» Vorgegebener Text
________________________________________

Wenn man diese Politik als nicht reparabel und ebensowenig als reversibel betrachtet, dann muss man auch einsehen, daß Bewertungsziffern in irgendeiner Form, die in der Vergangenheit sinnvoll gewesen sein konnten, mit Vorsicht betrachtet werden sollten.
Das ist unbestreitbar richtig - in diesem fiskalpolitischen Umfeld (Zinsen, QE) sind fundamentale Bewertungsmassstäbe nur mit Vorsicht zu geniessen, wenn nicht sogar gänzlich nutzlos. Das gilt für EV/EBITDA genauso wie für reale Dividendenrendite und die vielen anderen, bei denen wir uns momentan an einem historischen Extrempunkt befinden.

Ich denke aber, das gilt nur genauso lange, wie tatsächlich quasi unbegrenzt Liquidität vorhanden ist. Sobald wir uns aber plötzlich doch in der nächsten Liquiditätskrise wiederfinden, haben diese Kennzahlen plötzlich doch wieder einen Nutzen: sie geben nämlich einen Anhaltspunkt für die mögliche Fallhöhe. Und die ist halt so hoch wie wohl noch nie zuvor.

________________________________________

[Auszüge aus einem Datensatz]

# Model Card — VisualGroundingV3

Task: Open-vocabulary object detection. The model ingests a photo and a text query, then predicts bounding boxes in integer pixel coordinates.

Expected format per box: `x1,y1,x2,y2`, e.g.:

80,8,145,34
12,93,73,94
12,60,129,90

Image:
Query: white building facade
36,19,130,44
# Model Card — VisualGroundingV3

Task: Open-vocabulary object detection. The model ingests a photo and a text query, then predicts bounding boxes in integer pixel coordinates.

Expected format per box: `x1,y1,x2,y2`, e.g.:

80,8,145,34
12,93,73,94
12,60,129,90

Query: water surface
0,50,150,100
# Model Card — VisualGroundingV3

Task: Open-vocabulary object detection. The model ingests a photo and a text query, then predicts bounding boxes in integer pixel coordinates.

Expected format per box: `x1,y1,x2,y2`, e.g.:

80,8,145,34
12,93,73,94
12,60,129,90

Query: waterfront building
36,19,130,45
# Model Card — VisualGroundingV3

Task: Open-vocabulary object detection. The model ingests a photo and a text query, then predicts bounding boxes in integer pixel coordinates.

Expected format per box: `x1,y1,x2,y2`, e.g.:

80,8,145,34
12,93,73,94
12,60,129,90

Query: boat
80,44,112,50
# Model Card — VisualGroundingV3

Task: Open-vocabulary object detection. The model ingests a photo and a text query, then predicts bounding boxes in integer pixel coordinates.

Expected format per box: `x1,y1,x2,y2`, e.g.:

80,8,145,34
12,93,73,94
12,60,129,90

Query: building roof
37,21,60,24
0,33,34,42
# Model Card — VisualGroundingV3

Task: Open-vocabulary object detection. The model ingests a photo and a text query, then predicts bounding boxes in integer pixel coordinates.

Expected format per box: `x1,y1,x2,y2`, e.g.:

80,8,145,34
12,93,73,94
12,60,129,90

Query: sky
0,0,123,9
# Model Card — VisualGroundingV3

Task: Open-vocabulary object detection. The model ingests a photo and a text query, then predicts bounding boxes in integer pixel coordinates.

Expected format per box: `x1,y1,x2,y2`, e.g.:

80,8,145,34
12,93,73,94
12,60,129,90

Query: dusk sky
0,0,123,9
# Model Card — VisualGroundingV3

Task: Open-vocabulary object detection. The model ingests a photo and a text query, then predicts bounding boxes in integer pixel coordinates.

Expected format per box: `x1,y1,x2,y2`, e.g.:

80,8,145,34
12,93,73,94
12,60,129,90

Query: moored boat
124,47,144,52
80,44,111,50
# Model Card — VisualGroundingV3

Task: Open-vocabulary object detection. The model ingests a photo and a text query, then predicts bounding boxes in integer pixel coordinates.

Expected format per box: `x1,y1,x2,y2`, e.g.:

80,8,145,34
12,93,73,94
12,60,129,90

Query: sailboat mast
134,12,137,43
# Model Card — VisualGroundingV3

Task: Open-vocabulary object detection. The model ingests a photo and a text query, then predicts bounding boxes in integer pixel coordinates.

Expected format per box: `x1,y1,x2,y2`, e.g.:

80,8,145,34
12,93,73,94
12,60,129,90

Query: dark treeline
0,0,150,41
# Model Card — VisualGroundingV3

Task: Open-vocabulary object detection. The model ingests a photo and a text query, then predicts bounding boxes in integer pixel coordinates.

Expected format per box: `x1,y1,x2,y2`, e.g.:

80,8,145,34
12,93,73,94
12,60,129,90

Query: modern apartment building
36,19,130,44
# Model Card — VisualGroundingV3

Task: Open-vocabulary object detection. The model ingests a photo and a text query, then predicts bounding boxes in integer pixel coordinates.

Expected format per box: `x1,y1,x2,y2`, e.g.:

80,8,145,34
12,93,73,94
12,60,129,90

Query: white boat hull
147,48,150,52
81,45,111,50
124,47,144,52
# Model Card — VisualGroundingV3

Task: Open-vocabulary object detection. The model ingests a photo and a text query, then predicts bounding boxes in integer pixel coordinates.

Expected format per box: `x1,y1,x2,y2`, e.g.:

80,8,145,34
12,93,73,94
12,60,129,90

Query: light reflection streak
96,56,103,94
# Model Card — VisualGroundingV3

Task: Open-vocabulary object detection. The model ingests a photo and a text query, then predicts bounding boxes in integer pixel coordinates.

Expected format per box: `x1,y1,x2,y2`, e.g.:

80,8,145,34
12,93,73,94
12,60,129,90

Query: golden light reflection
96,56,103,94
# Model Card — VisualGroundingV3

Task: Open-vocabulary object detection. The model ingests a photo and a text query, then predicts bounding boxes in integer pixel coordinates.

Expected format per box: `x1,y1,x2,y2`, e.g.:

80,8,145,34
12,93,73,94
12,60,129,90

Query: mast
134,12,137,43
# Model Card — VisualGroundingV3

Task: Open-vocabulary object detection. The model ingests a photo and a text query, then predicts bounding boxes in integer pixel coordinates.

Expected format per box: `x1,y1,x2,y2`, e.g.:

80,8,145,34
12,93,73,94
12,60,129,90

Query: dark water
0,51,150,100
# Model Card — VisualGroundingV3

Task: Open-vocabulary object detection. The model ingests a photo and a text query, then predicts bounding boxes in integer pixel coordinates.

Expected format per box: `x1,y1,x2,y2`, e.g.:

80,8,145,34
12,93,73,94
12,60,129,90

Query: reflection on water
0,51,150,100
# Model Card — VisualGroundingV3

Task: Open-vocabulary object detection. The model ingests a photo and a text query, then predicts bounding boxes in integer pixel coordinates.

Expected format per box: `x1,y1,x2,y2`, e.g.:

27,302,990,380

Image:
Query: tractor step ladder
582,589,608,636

________________________________________

» Zu bearbeitende Aufgaben
**a.** Erklären Sie anhand des Textes über Bewertungskennzahlen, warum diese Kennzahlen in der nächsten Liquiditätskrise wieder einen Nutzen haben sollen.
**b.** Welche zwei Bewertungsmaßstäbe nennt der Text über Bewertungskennzahlen ausdrücklich beim Namen?

» Ihre Antworten
**a.** In einer Liquiditätskrise geben diese Kennzahlen einen Anhaltspunkt für die mögliche Fallhöhe. Diese Fallhöhe ist laut Text so hoch wie wohl noch nie zuvor.

**b.** EV/EBITDA und die reale Dividendenrendite.